● **Collected data**

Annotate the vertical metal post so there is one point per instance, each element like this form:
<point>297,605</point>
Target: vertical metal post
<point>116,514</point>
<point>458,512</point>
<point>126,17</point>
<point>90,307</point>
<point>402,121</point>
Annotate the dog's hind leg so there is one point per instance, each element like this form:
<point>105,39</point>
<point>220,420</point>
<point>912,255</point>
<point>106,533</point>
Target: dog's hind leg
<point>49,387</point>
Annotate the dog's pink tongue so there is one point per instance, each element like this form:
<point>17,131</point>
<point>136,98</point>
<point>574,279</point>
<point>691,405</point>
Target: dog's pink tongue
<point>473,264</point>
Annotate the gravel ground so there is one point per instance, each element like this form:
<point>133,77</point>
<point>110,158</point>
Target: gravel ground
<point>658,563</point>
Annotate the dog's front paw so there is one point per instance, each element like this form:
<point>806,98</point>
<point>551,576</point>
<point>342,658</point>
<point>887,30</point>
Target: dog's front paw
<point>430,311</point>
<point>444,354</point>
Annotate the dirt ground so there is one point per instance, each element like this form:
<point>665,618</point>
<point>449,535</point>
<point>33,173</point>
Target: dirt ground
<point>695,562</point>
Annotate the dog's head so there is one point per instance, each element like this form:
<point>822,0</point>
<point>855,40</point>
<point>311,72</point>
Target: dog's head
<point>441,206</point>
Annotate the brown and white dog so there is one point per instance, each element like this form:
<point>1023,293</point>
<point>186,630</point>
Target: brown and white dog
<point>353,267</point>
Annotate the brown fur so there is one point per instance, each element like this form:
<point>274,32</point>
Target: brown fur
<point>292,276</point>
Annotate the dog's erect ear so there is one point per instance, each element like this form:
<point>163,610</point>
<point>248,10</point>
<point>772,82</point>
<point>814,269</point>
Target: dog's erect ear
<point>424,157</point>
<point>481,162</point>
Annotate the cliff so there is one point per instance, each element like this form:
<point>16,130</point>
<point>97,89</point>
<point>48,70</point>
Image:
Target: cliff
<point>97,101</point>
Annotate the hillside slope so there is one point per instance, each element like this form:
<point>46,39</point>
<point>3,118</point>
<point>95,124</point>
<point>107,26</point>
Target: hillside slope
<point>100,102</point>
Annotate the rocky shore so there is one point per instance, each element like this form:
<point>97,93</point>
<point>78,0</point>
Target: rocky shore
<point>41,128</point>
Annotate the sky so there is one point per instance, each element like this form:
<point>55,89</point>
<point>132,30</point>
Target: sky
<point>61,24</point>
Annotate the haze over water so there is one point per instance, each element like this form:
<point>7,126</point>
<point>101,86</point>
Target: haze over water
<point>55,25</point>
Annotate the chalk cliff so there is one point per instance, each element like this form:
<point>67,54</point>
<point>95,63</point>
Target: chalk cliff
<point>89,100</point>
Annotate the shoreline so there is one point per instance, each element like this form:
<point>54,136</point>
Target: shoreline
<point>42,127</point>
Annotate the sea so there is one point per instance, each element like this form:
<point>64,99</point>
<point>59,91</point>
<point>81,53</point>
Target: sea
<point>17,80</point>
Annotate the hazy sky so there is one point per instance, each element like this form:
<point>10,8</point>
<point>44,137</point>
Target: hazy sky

● **Exercise aim**
Would you copy, unchanged, the stretch of the records above that begins at the line containing "Target: rocky shore" and ends at the line containing "Annotate the haze", and only that?

● **Your solution**
Target: rocky shore
<point>41,128</point>
Annotate the sky so there is one point per instance, each element like this form:
<point>55,89</point>
<point>132,30</point>
Target: sky
<point>61,24</point>
Annotate the haze over water so there is one point per instance, each element like this form:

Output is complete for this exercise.